━━━━━ Excerpted data ━━━━━

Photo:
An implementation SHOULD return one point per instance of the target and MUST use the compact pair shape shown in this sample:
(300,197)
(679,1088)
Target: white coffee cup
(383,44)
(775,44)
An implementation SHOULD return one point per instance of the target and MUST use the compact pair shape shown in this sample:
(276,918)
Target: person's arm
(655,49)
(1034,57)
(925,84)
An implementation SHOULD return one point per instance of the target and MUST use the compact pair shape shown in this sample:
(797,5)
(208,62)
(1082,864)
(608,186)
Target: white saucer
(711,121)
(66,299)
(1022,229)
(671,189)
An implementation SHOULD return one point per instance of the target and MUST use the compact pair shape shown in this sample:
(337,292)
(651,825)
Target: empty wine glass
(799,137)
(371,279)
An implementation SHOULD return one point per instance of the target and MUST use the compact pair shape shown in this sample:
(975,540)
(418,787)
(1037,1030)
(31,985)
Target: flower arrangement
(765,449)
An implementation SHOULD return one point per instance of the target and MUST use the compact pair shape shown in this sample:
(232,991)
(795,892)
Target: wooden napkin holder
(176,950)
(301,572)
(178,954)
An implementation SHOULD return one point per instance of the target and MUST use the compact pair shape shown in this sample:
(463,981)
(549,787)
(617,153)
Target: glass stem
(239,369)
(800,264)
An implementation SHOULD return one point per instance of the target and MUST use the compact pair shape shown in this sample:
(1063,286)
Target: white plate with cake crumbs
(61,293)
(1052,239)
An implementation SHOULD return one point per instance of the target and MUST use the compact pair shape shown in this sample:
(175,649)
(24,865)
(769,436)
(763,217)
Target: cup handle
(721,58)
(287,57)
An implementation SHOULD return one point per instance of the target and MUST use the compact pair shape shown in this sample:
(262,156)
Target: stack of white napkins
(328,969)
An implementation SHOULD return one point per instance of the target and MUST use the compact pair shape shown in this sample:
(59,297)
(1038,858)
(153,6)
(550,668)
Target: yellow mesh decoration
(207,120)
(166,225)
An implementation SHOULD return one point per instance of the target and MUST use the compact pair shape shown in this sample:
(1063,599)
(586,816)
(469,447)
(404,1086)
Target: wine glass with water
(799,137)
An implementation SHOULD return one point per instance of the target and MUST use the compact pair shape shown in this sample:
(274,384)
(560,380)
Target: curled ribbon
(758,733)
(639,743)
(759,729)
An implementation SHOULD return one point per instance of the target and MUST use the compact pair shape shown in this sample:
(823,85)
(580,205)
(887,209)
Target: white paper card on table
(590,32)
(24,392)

━━━━━

• Exercise directions: Please output the complete data exactly.

• Written answer:
Photo:
An implementation SHOULD return one point per instance of the target and MUST use the compact pair shape shown in this sample:
(300,197)
(679,1088)
Target: white coffee cup
(383,44)
(775,44)
An implementation SHOULD return one point per instance of the target and MUST use the compact pair shape shown in this sample:
(276,918)
Target: person's arm
(655,49)
(1034,57)
(925,84)
An implementation SHOULD return one point per instance of the target and MUST use the compact pair shape shown in this sample:
(797,5)
(208,62)
(1082,864)
(608,186)
Target: white saucer
(711,121)
(66,299)
(1022,229)
(671,189)
An implementation SHOULD return one point per instance of the target and MUST use the compact pair shape shown in this sample:
(337,292)
(651,825)
Target: empty wine glass
(799,137)
(371,279)
An implementation SHOULD return one point per instance of the target and MUST use the compact pair shape shown in this sample:
(975,540)
(418,787)
(1037,1030)
(31,985)
Target: flower arrangement
(765,449)
An implementation SHOULD return one point per instance of the target and MUST use the compact pair shape shown in this sample:
(232,991)
(795,892)
Target: wooden napkin holder
(176,950)
(301,572)
(178,954)
An implementation SHOULD return one point per instance of the target and MUST use the compact pair shape shown in this sample:
(463,981)
(549,787)
(617,153)
Target: glass stem
(239,369)
(800,264)
An implementation SHOULD return one point per instance of the target and MUST use the compact pair shape shown in this sample:
(1063,286)
Target: white plate with cake crumbs
(61,293)
(1052,239)
An implementation SHOULD return one point per instance of the target and MUST use the compact pair shape shown in this sample:
(175,649)
(24,865)
(769,436)
(763,217)
Target: cup handle
(721,58)
(287,57)
An implementation SHOULD return one point per instance of the target and MUST use the compact pair shape shown in this sample:
(262,156)
Target: stack of white napkins
(328,969)
An implementation SHOULD return one point per instance of the target and MUST use the compact pair shape shown in this sample:
(59,297)
(1038,858)
(153,6)
(550,668)
Target: yellow mesh decoration
(207,120)
(166,225)
An implementation SHOULD return one point per instance of the target and MUST use the compact pair shape shown in this sample:
(1063,599)
(586,816)
(469,447)
(404,1086)
Target: wine glass with water
(799,137)
An implementation SHOULD return one point per instance of the target and MUST use the compact pair shape shown in this sample:
(274,384)
(560,380)
Target: curled ribbon
(758,733)
(639,743)
(759,729)
An implementation SHOULD return one point per instance of the target and MUST use the compact pair shape shown in this sample:
(823,85)
(580,205)
(887,209)
Target: white paper card on table
(590,32)
(24,392)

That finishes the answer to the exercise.